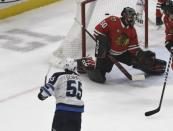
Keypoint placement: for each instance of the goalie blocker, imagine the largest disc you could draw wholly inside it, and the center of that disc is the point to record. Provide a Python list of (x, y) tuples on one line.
[(144, 61)]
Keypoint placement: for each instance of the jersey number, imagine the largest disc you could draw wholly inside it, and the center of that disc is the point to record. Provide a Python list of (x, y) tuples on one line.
[(74, 89)]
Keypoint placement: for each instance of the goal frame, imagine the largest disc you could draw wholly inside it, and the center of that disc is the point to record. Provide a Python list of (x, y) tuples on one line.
[(83, 22)]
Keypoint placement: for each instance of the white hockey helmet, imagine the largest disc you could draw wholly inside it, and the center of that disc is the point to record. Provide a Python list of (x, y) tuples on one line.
[(70, 64)]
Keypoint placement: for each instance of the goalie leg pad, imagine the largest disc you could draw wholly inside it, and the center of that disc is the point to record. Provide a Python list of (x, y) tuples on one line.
[(84, 64)]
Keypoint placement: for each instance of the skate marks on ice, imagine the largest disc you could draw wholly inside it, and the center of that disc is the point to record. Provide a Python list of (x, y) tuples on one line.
[(24, 40)]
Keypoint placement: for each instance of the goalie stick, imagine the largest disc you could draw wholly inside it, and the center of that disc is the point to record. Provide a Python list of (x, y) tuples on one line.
[(149, 113), (120, 67)]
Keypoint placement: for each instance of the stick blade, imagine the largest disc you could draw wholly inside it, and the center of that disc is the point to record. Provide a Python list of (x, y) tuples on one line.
[(149, 113), (138, 77)]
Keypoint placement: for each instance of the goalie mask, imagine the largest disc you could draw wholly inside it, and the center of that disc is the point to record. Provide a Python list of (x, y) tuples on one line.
[(70, 64), (167, 7), (128, 16)]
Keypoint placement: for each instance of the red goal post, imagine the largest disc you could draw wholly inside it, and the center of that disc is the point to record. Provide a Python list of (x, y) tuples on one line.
[(89, 13), (83, 22)]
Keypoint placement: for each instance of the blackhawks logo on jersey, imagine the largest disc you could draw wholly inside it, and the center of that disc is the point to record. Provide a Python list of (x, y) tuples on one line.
[(123, 40)]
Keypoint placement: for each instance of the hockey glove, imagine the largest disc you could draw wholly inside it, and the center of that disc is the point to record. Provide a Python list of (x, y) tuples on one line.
[(102, 46), (169, 46), (41, 96), (85, 63), (139, 18)]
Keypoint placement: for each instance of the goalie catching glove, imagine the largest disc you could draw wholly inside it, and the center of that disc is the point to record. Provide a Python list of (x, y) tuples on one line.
[(147, 62), (84, 64)]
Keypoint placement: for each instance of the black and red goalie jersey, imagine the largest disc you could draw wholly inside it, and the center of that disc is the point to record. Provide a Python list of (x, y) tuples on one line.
[(122, 38)]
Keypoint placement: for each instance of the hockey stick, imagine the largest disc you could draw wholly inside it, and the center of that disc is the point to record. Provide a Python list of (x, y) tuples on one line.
[(120, 67), (45, 79), (149, 113), (4, 2)]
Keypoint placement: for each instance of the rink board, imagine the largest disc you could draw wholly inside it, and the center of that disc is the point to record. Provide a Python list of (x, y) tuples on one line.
[(14, 8)]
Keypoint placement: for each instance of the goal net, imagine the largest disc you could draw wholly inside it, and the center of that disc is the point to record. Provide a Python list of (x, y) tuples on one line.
[(88, 14)]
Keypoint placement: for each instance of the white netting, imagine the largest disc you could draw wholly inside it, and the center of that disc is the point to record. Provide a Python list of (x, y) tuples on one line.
[(95, 13)]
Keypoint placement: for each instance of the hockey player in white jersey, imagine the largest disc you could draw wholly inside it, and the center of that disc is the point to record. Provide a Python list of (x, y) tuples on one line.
[(66, 87)]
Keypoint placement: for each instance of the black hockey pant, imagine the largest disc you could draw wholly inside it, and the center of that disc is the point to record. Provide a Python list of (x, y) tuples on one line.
[(66, 121)]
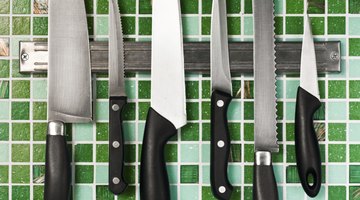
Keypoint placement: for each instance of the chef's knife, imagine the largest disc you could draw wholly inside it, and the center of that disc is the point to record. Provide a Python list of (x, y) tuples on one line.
[(168, 105), (220, 99), (69, 86), (117, 101), (264, 183), (308, 101)]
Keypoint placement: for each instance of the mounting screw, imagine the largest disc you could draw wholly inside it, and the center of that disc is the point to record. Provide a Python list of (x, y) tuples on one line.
[(334, 56), (115, 107), (116, 144), (116, 180), (24, 56)]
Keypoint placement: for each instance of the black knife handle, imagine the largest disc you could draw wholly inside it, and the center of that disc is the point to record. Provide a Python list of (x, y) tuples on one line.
[(154, 181), (306, 143), (57, 164), (117, 184), (264, 182), (220, 145)]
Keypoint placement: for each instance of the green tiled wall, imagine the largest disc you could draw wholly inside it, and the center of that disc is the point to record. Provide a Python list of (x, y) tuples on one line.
[(23, 105)]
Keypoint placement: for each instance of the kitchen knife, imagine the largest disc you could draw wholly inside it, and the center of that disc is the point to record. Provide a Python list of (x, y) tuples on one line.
[(168, 104), (220, 99), (69, 89), (117, 101), (264, 183), (307, 102)]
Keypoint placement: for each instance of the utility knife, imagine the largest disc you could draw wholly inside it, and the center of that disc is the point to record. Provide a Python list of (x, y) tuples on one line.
[(117, 101), (167, 111), (264, 183), (69, 86), (307, 102), (220, 99)]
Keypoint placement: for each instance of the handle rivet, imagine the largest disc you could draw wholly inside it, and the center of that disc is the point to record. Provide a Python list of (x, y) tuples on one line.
[(116, 144), (221, 143), (116, 180), (115, 107), (220, 103), (222, 189)]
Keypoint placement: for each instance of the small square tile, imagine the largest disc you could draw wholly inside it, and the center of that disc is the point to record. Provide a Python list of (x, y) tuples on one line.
[(39, 111), (20, 132), (145, 25), (336, 6), (20, 89), (21, 25), (22, 153), (189, 174), (337, 152), (84, 174), (333, 174), (21, 6), (354, 46), (337, 89), (336, 25), (83, 153), (294, 25), (20, 192), (40, 25)]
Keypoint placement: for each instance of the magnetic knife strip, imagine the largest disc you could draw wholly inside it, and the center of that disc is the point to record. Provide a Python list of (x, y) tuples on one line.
[(34, 56)]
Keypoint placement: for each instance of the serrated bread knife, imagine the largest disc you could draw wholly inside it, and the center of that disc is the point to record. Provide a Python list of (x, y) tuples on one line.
[(307, 102), (264, 183), (220, 99), (168, 105), (117, 101), (69, 89)]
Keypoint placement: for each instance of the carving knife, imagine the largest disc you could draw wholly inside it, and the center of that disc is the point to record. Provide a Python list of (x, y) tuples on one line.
[(220, 99), (264, 183), (69, 86), (168, 105), (117, 101), (307, 102)]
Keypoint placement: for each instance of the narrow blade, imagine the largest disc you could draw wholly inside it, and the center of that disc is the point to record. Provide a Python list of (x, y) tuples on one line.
[(116, 53), (167, 62), (69, 73), (220, 64), (264, 72), (308, 69)]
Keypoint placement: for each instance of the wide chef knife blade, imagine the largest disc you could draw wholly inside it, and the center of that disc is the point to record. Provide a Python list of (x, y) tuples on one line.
[(117, 101), (264, 185), (308, 101), (69, 86), (220, 99), (168, 105)]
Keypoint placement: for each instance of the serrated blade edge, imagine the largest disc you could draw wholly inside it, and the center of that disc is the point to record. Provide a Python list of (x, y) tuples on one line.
[(265, 77), (116, 52)]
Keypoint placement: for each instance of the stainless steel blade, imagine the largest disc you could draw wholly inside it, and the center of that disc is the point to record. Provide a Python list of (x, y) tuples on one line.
[(220, 64), (116, 53), (265, 77), (69, 75), (308, 69), (167, 62)]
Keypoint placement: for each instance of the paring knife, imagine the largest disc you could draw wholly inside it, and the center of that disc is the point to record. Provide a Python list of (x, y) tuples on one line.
[(69, 83), (168, 104), (307, 102), (264, 183), (117, 101), (220, 99)]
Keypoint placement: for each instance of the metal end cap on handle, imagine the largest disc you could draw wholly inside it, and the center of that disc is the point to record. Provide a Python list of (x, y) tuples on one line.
[(56, 128), (263, 158)]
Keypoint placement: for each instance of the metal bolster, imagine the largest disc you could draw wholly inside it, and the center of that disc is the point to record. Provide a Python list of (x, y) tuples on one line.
[(34, 56), (263, 158)]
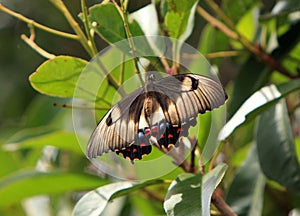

• **What to work on**: Put the records above, from the line with "Keypoint placement: for each instance of the skate" through the line with "[(102, 46), (169, 46), (41, 96), (85, 63), (139, 18)]", into a Markdown table with the columns No. and Text. Give each line its own numbered row and leave out blank lines.

• **Solved exercise**:
| No. | Text |
|---|---|
| 1 | Keypoint placement: for each instance of the skate marks on ice, imagine the largest disc you could draw wholly inside it, and the center of that disc is the point to record. Provide a Python list of (x, y) tuples on one line. |
| 2 | [(24, 40)] |
| 3 | Keypoint placement: for each instance of the goalie stick, imagine the largest disc you could draw wholly inside it, and the center of that disc is the point to record. Provide a Python list of (x, y) tuples on one line. |
| 4 | [(149, 113), (120, 67)] |
| 5 | Keypoint placement: for each instance of the stick blade, imagine the largest disc you could draw wholly inside it, and the center of that disc is the point to record. Provide a Python list of (x, y) tuples on one line. |
| 6 | [(149, 113), (138, 77)] |
| 7 | Keypoint placement: for each instance of the goalie mask, imagine the largest disc you could draw wholly inside it, and the center of that disc is the point to record. Provide a Python list of (x, y) tuples on one line. |
| 8 | [(70, 64), (167, 7), (128, 16)] |
| 9 | Keypoint placement: for each instance of the red goal post, imagine the largest disc you could draw wholly inside it, and the center of that disc is the point to record. Provide a Python list of (x, y) tuples on one line. |
| 10 | [(89, 13), (83, 22)] |
| 11 | Keypoint placement: for each instance of the blackhawks logo on jersey, imagine the largest disc you could draw wholly inside it, and the center of that disc is the point to record. Provide a Python list of (x, y) tuples on one line. |
| 12 | [(123, 40)] |
| 13 | Keypoint placement: for each instance of the hockey glove, imagine the largest disc you could draw wholly inside it, and the center of that disc is the point to record. Provide a Python list of (x, y) tuples on one line. |
| 14 | [(102, 46), (169, 46), (41, 96), (85, 63), (139, 18)] |